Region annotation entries
* start *

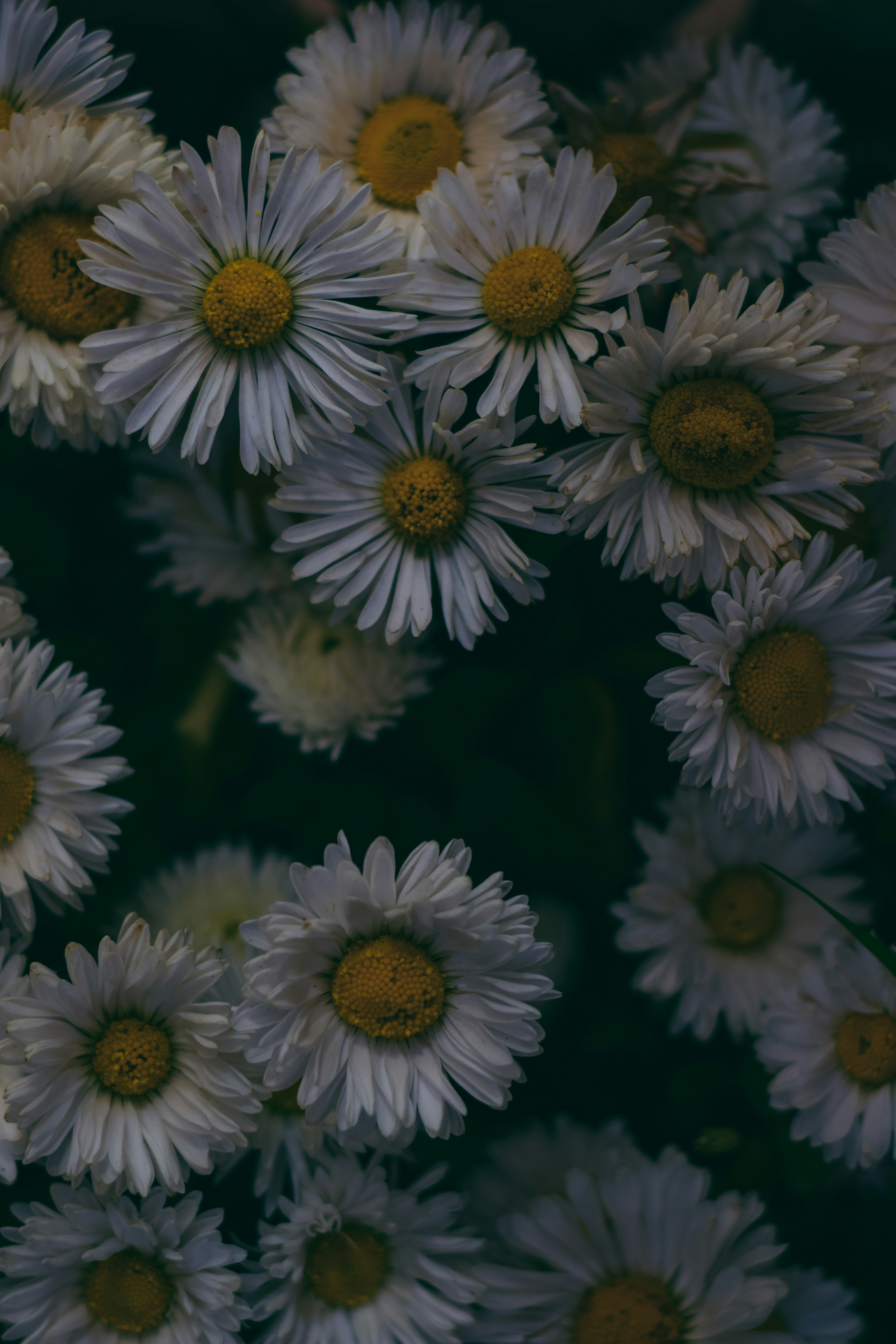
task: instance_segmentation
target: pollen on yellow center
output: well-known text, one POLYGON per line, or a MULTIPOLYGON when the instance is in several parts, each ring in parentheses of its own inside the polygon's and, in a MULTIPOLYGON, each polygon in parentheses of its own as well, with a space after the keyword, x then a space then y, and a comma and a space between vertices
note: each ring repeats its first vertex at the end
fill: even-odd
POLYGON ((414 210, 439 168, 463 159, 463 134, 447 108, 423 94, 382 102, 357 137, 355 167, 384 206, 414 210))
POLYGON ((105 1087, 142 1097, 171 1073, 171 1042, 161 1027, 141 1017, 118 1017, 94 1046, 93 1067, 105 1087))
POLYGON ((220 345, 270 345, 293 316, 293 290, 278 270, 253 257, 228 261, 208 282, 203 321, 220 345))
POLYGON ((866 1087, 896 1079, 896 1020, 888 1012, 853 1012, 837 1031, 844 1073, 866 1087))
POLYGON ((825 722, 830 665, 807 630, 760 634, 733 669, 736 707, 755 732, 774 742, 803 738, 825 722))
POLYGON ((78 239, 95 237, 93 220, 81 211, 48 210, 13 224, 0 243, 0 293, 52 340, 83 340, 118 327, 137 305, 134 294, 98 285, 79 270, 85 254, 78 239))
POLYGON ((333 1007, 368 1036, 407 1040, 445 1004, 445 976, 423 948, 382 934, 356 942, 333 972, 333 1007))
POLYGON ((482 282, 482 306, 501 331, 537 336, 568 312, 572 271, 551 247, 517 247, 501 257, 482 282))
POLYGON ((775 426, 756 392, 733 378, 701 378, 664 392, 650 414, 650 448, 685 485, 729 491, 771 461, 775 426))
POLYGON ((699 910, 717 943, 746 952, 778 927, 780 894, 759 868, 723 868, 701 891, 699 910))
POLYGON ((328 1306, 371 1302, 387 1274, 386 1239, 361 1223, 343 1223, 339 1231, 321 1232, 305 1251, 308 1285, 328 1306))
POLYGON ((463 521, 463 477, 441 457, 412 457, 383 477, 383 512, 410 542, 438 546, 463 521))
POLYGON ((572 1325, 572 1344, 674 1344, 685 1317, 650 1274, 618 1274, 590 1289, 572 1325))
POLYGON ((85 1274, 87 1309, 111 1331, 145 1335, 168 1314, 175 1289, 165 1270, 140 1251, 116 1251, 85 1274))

* end *

■ Work to be completed ■
Reproduce the material from its start through the line containing "POLYGON ((775 426, 756", keeping both ends. Leave the pictures out of your answer.

■ Solution below ■
task: instance_segmentation
target: pollen on yellow center
output: well-known text, one POLYGON per line, or a MULTIPOLYGON when the instance is in several parts, each ring in parentheses of its own inside the polygon's and, in a MULTIPOLYGON, each polygon in parentheses of its own as well, with a space after the keyword, x then a space then y, and a comma and a space between vertices
note: each ring repeats its first vertex at the end
fill: even-odd
POLYGON ((414 210, 439 168, 463 159, 463 134, 447 108, 423 94, 382 102, 357 137, 355 167, 384 206, 414 210))
POLYGON ((105 1087, 142 1097, 171 1073, 171 1042, 161 1027, 141 1017, 118 1017, 94 1046, 93 1067, 105 1087))
POLYGON ((220 345, 270 345, 293 316, 293 290, 278 270, 253 257, 228 261, 208 282, 203 321, 220 345))
POLYGON ((866 1087, 896 1079, 896 1020, 888 1012, 853 1012, 837 1031, 844 1073, 866 1087))
POLYGON ((825 722, 830 665, 807 630, 760 634, 733 669, 736 707, 755 732, 774 742, 803 738, 825 722))
POLYGON ((78 239, 95 237, 93 220, 81 211, 48 210, 13 224, 0 243, 0 293, 52 340, 83 340, 118 327, 137 305, 134 294, 98 285, 79 270, 85 254, 78 239))
POLYGON ((333 1007, 368 1036, 407 1040, 445 1004, 445 976, 423 948, 382 934, 356 942, 333 972, 333 1007))
POLYGON ((482 282, 482 306, 501 331, 537 336, 568 312, 572 271, 551 247, 517 247, 501 257, 482 282))
POLYGON ((775 426, 756 392, 733 378, 701 378, 664 392, 650 414, 650 448, 685 485, 729 491, 771 461, 775 426))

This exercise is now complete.